Visiting a Cat Adoption Cafe

Caitlin Dempsey


An orange tabby relaxing on a wooden bench. Colorful paper lanterns attached to the ceiling are in the background. A wooden table is behind the cat.

Picking out a cat that is a good fit can sometimes be an unsure process. Animals in shelters can often be under a lot of stress and it can be hard to understand their temperaments. The true personality of a cat doesn’t emerge until the cat is in a low stress environment.

Cat adoption cafés, also known as cat adoption lounges, are emerging as a more pleasant atmosphere for getting to know cats that are available for adoption. Visiting cat adoption cafés is also a fun and noncommittal way to get your “cat fix” without the responsibility of adopting a cat.

We paid a visit to a cat adoption lounge in San Jose, California known as the Dancing Cat. The adoption lounge is run by the Karma Cat Rescue, a non-profit organization that helps to adopt out rescued cats in the area.

For a nominal fee ($10 per person), the Dancing Cat allows visitors one hour of cat-filled time. Adults and children older than five years of age are welcome.

When we entered the foyer, we first sanitized our hands. A friendly volunteered welcomed us into the main space which is a very bright and large room. She explained about the cat lounge, the cats available for adoption within the space, and the brief rules (no picking up cats and be calm around them).

After the small introduction, we were free to enjoy our cat time at the lounge. About 10-15 cats are usually in the lounge at any given time.

A set of four drawings on a white wall featuring dancing cats.  A black cat in the background is climbing down from a white cat shelf.
The Dancing Cat Adoption Lounge is a bright and spacious cagefree environment for cats waiting for adoption. Photo: Caitlin Dempsey.

Cats at the Dancing Cat lounge are cage free and have free access to the entire space as a well as a more quiet back room which houses beds for the cats. The lounge was remarkably clean and odor free.

The lounge is set up to strike a balance between providing the cats with a safe and fun environment while allowing potential adopters the chance to meet and spend time with the cats.

Lots of places for cats to play and hang out

All of the cats in the lounge were very social and seemed happy to hang out and play with the visitors.

A black and white cat and an orange tabby cat hanging out at the feet of a person wearing white sneakers.  The person is dancing an orange cat string toy while sitting on a chair at a long table with metal legs.
The cats in the lounge were very comfortable with human interaction. Photo: Caitlin Dempsey.

Lots of toys were on hand for the cats to play with. Baskets contained wand toys that visitors could use to play with the cats.

An orange tabby cat playing on a light blue carpet underneath a table with a wand cat toy.
This orange tabby cat enjoyed a play session with a cat wand toy. Photo: Caitlin Dempsey.
===
Given task: Continue the account above of the visit to the cat adoption lounge, picking up after its final sentence.
===
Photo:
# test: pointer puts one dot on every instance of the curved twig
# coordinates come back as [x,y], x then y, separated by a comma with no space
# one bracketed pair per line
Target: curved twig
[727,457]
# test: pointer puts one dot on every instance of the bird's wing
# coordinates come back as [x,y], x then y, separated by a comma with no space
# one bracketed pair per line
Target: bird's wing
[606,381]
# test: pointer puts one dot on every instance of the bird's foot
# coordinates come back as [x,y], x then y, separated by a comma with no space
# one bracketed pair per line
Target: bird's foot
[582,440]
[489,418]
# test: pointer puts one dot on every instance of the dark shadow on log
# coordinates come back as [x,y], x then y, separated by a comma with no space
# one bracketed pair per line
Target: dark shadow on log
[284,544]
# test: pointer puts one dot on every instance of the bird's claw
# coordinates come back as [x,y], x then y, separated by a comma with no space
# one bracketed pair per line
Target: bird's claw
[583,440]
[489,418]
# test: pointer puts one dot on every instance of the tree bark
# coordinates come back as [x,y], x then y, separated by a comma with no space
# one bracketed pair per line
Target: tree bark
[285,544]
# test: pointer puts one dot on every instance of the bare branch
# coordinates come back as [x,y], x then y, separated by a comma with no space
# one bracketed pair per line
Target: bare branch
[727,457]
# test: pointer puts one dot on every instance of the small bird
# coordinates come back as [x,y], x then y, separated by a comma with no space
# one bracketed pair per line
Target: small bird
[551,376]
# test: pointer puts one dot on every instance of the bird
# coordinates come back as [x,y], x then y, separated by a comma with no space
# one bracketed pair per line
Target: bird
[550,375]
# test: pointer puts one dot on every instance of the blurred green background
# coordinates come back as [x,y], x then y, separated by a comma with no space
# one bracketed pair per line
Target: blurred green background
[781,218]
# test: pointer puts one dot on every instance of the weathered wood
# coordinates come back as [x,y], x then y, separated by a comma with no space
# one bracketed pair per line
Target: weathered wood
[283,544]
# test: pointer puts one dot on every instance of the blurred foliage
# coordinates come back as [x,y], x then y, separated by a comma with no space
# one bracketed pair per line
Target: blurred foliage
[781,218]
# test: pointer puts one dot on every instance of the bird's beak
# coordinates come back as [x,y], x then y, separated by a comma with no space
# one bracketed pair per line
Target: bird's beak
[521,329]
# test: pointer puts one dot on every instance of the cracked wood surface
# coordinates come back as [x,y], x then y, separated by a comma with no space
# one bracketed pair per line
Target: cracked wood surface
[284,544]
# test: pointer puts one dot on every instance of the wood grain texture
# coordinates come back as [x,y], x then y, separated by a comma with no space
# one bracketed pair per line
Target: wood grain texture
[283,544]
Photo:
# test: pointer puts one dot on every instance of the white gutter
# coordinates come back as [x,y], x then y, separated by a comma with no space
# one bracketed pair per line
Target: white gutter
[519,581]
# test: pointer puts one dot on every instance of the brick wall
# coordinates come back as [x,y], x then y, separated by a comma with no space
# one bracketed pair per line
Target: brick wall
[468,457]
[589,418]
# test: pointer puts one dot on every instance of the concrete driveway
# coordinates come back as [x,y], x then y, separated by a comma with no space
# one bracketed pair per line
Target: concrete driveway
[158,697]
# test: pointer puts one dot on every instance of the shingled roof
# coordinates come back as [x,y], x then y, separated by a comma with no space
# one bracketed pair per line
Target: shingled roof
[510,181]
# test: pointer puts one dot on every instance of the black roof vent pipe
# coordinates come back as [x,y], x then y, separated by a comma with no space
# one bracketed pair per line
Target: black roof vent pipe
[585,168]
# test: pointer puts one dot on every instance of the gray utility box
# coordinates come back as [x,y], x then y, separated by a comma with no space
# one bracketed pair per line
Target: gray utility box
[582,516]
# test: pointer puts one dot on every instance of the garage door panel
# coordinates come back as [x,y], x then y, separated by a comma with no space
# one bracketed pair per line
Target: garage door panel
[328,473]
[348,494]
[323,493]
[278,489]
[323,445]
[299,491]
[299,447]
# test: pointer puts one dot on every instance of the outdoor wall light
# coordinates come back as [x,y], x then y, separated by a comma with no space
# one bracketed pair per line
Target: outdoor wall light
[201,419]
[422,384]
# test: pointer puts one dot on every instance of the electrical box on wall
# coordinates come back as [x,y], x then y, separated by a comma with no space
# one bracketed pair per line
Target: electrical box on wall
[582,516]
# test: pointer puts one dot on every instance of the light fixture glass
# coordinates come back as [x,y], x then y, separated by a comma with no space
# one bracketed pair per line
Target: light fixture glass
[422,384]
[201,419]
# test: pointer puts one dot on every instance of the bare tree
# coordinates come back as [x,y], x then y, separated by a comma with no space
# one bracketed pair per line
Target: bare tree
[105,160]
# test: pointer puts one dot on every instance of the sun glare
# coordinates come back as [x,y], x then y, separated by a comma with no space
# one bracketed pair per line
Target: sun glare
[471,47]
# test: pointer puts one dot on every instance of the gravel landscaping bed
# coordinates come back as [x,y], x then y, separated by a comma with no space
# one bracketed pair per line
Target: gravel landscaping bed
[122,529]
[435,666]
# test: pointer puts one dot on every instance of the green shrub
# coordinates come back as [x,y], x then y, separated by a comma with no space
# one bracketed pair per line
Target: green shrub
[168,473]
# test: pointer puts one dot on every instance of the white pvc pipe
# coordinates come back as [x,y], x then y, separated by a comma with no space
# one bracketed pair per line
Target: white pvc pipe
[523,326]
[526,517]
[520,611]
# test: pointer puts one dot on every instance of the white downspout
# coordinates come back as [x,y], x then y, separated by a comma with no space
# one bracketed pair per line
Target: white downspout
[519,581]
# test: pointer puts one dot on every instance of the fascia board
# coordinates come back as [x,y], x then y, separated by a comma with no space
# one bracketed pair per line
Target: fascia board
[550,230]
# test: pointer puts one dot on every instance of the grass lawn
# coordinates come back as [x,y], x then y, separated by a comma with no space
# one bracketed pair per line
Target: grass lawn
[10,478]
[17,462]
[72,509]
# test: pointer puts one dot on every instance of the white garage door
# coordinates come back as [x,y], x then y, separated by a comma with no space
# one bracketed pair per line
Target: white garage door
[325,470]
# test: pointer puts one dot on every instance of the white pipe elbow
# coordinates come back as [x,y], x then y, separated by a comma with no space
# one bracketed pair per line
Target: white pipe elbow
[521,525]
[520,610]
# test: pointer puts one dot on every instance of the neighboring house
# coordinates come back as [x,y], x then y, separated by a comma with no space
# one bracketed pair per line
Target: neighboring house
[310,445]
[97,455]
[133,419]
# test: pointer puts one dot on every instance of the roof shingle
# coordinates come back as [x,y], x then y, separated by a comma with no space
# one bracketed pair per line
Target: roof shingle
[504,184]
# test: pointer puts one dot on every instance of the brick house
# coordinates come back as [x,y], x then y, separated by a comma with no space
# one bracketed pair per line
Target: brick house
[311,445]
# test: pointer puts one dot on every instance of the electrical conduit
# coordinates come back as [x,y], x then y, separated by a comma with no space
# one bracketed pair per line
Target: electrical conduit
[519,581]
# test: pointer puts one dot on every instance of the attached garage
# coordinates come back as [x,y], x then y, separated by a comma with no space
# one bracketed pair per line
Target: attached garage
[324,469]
===
Answer to the exercise:
After all, what cat can resist the lure of a cat wand dangling near it?

A black cat grabbing at an orange feather dangling from a cat wand tool.  The cat is lying underneath a medium brown wooden table on a light blue carpet. A teal metal chair is the in background.
Most cats love to try and catch feathers dangled in front of them. Photo: Caitlin Dempsey.

The cats enjoyed playing in and around a cat tunnel on the floor.

A black cat lying in the opening of a blue, white, and gray cat tunnel on a light brown tile floor.
The long cat tunnel was a popular place for the cats to play. Photo: Caitlin Dempsey.

An orange tabby relaxes on a bench after a fun play session.

An orange tabby relaxing on a wooden bench.  Colorful paper lanterns attached to the ceiling are in the background.  A wooden table is behind the cat.
An orange tabby at the lounge relaxing. Photo: Caitlin Dempsey.

Sit on the couch, and you might be joined by a cat.

A torbie cat sitting on a blue couch with colorful pillows.  The arm of a person is petting the back of the cat while a white cat  wand toy with a blue handle lies in front of the cat.
All of the cats in the lounge were comfortable with the presence of humans. Photo: Caitlin Dempsey.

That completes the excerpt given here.